___ Record excerpts

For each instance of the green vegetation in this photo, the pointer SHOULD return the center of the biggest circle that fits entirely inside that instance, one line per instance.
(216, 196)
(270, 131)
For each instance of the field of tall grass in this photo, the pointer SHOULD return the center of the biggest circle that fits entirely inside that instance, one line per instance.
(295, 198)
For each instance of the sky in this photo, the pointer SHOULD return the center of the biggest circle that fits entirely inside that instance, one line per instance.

______
___ Record excerpts

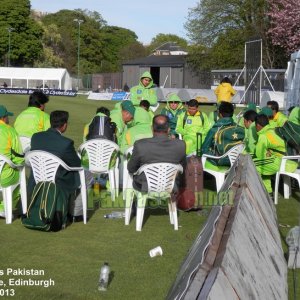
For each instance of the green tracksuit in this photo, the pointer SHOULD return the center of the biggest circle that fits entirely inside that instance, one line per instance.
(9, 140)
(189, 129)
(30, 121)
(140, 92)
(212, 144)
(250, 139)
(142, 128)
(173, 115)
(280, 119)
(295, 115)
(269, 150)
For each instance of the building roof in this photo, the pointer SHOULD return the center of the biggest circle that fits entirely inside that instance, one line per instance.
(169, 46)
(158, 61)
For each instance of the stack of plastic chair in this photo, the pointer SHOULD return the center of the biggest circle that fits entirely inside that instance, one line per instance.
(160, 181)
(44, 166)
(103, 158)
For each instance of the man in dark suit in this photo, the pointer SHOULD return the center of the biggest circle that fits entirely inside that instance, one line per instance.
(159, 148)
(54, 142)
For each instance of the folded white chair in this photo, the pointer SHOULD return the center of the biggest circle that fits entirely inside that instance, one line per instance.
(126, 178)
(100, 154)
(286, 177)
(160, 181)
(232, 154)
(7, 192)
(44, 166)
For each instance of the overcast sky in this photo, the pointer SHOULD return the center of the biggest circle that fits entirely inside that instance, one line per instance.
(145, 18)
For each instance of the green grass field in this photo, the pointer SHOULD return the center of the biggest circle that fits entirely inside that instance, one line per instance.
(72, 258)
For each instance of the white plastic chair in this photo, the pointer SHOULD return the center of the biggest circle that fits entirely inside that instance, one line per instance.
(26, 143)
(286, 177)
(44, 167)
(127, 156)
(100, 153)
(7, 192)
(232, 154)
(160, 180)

______

Problem to solve -> Find each line in the items above that contains the string "chair", matching case exactly, and copy those lines in full.

Task result ->
For each instance of the stack of plastic chair in this photo, the pointer SHOULD return the center of the biggest circle that fits entirely inside that instance, one line per instance.
For each instance of the folded white chair in this photo, the pointer SHOULD return the center of the biggest circle that fits entirely inside that instance, one line per instance.
For each instance of the white plastic chair in this photo, the pointer SHOULD return the center of the biggest circle that fits entirely inside that instance, one line per instance.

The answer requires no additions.